* **DOCUMENT PASSAGE**:
The “Child Search Branch” established by the Allies made frantic efforts to return children to the care of relatives in their home country, locate their relatives, organize their emigration, or find adoptive parents. Sacher Israeler was one of them.

The search required its staff to work hand in hand with other bodies, including Red Cross offices, Jewish organizations, and charitable institutions. UNRRA or IRO staff opened a file on each one of these children. Other files were opened if a relative – a parent, an uncle, or a grandmother, for example – was a searching for a child. These missing children were also listed as “unaccompanied children.” The Child Search Branch was part of the International Tracing Service, and the organization’s archives contain more than 64,000 files on children who were missing or found alive after being persecuted, murdered, or imprisoned by the Nazi regime.

* **REQUEST A**:
Answer these about the Child Search Branch text:
(i) Which bodies did the search staff work hand in hand with?
(ii) Which organization was the Child Search Branch part of?
(iii) How many files on children do the organization's archives contain?
These records are unrelated to the Child Search Branch text.

* **DATA SUPPLIED**:
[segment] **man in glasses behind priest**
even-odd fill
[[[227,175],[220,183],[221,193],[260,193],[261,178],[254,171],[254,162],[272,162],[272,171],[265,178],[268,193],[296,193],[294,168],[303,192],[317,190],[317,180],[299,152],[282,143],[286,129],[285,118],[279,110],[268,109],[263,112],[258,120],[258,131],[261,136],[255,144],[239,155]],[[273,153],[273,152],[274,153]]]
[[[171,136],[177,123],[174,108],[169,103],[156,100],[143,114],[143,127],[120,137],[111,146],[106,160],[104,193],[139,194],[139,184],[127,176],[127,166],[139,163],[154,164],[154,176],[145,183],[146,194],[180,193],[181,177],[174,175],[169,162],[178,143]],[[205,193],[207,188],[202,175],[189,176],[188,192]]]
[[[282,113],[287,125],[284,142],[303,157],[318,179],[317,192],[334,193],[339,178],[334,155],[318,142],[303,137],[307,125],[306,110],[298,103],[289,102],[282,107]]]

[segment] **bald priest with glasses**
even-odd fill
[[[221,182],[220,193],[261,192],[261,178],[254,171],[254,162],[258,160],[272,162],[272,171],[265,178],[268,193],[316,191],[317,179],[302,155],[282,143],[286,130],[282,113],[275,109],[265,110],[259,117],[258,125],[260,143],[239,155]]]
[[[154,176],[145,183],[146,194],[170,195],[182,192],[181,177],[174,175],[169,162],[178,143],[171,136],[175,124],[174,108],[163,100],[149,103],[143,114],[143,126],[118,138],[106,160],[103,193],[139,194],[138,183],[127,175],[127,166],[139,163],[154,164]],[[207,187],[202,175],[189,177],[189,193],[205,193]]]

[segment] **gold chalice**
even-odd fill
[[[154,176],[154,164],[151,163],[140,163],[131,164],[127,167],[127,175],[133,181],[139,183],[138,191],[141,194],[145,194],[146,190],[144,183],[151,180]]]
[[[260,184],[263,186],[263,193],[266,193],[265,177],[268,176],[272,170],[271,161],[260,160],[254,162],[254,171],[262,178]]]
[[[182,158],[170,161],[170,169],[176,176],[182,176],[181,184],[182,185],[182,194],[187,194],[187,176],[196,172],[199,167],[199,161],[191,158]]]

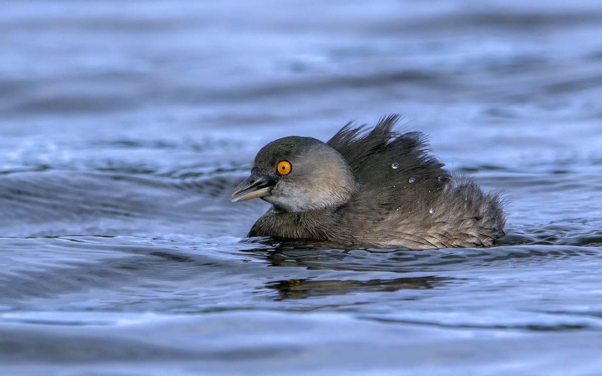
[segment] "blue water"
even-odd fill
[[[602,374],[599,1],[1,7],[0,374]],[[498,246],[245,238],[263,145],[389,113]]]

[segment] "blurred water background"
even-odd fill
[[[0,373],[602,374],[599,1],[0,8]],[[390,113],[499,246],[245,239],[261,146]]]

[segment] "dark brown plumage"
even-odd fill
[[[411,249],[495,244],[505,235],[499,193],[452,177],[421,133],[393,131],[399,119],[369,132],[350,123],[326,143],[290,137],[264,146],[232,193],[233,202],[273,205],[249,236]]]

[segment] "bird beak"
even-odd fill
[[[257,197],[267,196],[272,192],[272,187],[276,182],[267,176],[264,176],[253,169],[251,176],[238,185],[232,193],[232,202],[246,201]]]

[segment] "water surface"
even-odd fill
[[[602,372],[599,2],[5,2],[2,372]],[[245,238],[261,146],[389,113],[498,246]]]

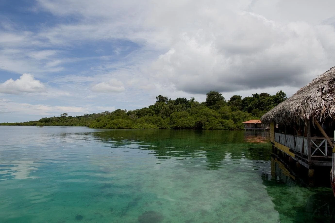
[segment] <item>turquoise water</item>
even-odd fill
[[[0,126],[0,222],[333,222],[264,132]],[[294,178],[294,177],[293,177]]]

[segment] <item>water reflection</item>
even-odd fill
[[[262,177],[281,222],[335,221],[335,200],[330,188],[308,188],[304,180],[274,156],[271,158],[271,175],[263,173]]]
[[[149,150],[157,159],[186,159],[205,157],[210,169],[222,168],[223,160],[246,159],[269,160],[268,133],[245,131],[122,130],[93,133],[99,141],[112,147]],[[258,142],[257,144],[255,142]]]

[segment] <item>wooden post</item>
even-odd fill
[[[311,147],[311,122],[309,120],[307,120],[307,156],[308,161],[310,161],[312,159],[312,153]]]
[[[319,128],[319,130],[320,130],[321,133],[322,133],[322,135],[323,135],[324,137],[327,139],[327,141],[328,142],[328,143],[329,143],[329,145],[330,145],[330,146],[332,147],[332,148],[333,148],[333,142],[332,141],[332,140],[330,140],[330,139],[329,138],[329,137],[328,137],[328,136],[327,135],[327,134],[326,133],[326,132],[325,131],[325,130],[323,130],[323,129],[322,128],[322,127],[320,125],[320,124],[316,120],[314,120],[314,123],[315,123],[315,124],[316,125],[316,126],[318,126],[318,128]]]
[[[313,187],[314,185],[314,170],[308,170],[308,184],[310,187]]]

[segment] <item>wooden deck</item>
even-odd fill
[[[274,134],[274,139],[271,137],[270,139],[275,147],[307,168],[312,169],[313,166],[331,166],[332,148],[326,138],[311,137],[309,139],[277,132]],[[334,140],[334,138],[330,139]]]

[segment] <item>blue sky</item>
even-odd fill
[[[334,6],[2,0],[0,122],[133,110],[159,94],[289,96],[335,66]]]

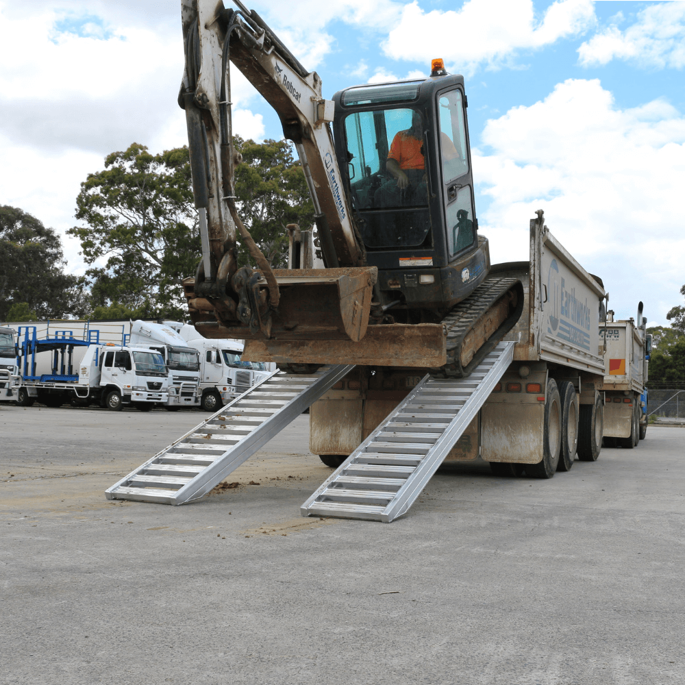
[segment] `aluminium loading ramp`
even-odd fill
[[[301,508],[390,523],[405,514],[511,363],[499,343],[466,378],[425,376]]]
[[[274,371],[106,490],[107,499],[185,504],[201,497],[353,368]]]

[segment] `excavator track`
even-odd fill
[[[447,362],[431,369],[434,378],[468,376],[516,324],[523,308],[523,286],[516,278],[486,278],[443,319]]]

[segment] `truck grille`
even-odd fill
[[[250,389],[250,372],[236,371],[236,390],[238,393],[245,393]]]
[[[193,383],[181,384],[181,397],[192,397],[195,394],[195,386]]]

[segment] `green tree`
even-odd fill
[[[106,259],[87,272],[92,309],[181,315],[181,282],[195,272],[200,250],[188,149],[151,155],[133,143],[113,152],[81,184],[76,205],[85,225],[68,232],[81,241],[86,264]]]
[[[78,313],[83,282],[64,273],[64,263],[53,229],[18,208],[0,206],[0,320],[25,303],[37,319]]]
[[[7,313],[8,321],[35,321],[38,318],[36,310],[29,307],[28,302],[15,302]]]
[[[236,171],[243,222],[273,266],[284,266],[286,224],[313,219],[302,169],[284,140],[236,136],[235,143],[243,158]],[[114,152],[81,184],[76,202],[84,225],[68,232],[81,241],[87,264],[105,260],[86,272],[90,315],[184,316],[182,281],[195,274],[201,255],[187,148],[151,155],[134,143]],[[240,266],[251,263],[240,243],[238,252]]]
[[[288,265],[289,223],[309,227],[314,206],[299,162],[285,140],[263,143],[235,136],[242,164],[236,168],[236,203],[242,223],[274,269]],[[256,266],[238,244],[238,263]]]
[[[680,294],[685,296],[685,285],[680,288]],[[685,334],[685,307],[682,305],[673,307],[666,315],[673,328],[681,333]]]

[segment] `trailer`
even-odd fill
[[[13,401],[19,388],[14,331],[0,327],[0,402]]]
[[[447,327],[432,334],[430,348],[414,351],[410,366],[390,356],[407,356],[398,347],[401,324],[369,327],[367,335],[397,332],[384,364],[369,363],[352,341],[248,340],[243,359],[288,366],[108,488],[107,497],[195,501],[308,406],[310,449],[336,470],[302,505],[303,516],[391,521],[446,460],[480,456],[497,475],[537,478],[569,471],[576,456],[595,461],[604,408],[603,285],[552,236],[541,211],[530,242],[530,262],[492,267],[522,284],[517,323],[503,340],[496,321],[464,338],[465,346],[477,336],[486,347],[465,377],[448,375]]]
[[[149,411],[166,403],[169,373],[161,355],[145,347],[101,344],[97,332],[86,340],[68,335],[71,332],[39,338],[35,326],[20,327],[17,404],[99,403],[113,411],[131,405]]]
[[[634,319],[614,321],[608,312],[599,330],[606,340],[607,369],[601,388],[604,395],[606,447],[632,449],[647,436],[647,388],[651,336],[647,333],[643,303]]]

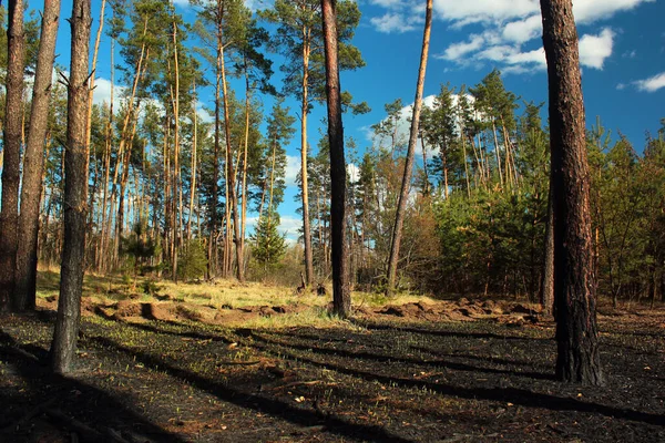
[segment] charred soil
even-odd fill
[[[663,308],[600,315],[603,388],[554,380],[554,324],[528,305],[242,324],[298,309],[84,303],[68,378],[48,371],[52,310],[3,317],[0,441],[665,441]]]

* * *

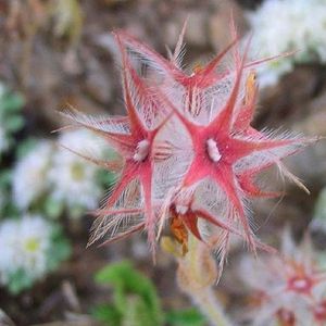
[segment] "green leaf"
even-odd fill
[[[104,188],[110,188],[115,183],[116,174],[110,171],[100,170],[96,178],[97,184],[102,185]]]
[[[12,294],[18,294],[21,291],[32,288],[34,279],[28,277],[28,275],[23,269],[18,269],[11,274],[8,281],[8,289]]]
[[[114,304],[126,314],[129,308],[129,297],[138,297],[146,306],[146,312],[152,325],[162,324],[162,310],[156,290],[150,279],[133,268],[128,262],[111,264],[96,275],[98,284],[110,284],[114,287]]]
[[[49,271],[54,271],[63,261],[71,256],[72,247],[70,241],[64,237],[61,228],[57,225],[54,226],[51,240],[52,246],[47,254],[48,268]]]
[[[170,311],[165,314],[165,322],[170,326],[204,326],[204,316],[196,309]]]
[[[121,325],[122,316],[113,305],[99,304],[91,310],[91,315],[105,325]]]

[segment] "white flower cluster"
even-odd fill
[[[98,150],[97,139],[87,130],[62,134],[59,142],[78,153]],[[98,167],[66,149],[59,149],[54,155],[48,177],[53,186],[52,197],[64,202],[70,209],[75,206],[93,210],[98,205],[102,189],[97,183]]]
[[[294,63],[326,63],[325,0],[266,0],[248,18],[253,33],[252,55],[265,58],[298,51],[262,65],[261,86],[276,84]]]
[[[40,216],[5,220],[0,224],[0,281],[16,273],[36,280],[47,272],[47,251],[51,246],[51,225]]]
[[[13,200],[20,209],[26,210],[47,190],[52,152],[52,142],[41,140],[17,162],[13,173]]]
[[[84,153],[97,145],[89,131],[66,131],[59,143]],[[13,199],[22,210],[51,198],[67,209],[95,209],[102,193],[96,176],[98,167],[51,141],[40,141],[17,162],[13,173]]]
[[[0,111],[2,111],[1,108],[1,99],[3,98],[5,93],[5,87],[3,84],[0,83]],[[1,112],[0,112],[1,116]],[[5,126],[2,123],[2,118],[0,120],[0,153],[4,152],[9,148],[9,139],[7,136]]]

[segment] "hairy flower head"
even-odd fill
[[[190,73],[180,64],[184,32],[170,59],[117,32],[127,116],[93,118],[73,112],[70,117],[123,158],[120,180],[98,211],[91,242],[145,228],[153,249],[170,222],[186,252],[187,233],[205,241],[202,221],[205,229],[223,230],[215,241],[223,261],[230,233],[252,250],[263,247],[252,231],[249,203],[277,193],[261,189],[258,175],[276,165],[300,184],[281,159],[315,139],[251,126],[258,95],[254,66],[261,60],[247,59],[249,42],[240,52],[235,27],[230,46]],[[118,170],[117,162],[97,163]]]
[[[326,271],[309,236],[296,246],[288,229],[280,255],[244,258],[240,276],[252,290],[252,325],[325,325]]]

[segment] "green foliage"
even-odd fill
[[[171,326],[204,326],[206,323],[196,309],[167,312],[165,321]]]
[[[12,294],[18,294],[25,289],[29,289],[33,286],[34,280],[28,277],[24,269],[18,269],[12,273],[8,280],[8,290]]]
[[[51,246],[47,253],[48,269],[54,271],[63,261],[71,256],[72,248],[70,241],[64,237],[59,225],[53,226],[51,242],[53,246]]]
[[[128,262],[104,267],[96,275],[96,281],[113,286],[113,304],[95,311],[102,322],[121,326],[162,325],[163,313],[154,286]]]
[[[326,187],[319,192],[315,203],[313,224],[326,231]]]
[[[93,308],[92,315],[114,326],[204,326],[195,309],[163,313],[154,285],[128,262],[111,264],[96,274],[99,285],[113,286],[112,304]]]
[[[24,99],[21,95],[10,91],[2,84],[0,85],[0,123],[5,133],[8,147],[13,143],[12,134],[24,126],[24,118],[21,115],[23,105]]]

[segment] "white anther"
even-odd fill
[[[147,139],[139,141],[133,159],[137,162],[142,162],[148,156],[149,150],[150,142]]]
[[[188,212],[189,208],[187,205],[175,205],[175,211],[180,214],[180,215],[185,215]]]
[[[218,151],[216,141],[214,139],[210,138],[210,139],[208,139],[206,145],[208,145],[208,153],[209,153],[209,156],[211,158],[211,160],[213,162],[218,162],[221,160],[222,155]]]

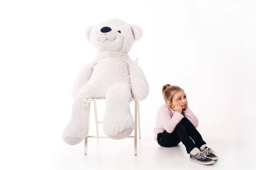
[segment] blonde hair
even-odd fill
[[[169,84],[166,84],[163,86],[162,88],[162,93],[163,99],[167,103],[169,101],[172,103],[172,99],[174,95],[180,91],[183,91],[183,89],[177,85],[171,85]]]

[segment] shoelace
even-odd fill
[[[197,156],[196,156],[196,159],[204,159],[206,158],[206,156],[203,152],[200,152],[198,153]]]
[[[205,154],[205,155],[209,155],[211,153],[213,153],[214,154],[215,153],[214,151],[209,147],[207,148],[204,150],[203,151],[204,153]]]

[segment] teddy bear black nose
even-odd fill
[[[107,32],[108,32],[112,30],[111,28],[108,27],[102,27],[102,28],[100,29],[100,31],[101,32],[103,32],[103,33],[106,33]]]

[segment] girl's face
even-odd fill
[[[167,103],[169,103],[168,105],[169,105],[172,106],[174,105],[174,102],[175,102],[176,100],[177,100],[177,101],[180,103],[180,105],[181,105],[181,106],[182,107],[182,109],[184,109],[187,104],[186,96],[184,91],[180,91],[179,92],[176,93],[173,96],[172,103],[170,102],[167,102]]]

---

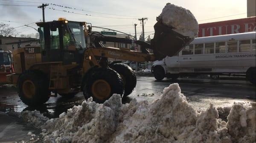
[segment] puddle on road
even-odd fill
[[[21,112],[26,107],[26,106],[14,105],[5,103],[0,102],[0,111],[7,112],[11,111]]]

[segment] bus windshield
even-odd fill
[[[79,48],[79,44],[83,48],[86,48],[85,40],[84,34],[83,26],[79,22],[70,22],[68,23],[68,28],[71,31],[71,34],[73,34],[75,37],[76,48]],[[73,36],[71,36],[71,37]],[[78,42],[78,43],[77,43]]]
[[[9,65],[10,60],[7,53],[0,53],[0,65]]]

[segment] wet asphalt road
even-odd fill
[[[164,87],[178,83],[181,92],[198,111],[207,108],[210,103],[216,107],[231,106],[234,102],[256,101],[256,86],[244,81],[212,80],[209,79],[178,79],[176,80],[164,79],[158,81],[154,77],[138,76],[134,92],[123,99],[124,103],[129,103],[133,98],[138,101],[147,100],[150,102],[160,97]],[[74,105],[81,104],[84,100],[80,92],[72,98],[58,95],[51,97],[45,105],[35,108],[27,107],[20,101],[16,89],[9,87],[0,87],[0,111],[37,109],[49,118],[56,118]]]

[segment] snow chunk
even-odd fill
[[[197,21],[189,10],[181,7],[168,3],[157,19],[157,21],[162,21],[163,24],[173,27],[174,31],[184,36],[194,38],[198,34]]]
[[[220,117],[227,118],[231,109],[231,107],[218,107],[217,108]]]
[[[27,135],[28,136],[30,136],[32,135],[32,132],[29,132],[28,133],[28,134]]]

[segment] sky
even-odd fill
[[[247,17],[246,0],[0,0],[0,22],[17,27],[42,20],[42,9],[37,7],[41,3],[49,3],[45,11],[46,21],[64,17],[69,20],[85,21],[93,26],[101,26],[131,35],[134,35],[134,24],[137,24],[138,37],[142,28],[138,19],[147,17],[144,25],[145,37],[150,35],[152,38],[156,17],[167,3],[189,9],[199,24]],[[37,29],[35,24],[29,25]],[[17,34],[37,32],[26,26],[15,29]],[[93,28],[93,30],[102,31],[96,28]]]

* **REQUEST B**: In the records, switch "wooden" to "timber" from the line with "[segment] <item>turquoise water</item>" to the line with "[[[274,371],[106,490],[107,499],[185,504],[201,497],[353,368]]]", and write out only those lines with nothing else changed. Leave the pictures out of your answer.

* **FULL RESPONSE A**:
(i) Red Cross offices, Jewish organizations, and charitable institutions
(ii) The International Tracing Service
(iii) More than 64,000

* **FULL RESPONSE B**:
[segment] <item>turquoise water</item>
even-odd fill
[[[0,126],[0,222],[333,222],[264,132]],[[294,178],[294,177],[293,177]]]

[segment] <item>water reflection</item>
even-odd fill
[[[262,177],[281,222],[335,221],[335,200],[330,188],[308,188],[304,180],[274,156],[271,158],[271,175],[263,173]]]
[[[149,150],[157,159],[186,159],[205,157],[210,169],[222,168],[223,160],[246,159],[269,160],[268,133],[245,131],[122,130],[93,133],[99,141],[112,147]],[[258,142],[257,144],[255,142]]]

[segment] <item>timber post</item>
even-odd fill
[[[311,147],[311,122],[309,120],[307,120],[307,156],[308,161],[310,161],[312,159],[312,153]]]
[[[319,128],[319,130],[320,130],[321,133],[322,133],[322,135],[323,135],[324,137],[327,139],[327,141],[328,142],[328,143],[329,143],[329,145],[330,145],[330,146],[332,147],[332,148],[333,148],[333,142],[332,141],[332,140],[330,140],[330,139],[329,138],[329,137],[328,137],[328,136],[327,135],[327,134],[326,133],[326,132],[325,131],[325,130],[323,130],[323,129],[322,128],[322,127],[320,125],[320,124],[316,120],[314,120],[314,123],[315,123],[315,124],[316,125],[316,126],[318,126],[318,128]]]
[[[313,187],[314,185],[314,170],[308,170],[308,184],[310,187]]]

[segment] <item>timber deck</item>
even-odd fill
[[[274,134],[274,139],[271,137],[270,139],[275,147],[307,168],[312,169],[313,166],[331,166],[332,148],[326,138],[311,137],[309,139],[277,132]],[[334,140],[334,138],[330,139]]]

[segment] <item>blue sky</item>
even-odd fill
[[[334,6],[2,0],[0,122],[133,110],[159,94],[289,96],[335,66]]]

[segment] `aluminium loading ramp`
even-odd fill
[[[301,508],[390,523],[405,514],[511,363],[499,343],[466,378],[425,376]]]
[[[274,371],[106,490],[107,499],[185,504],[201,497],[353,368]]]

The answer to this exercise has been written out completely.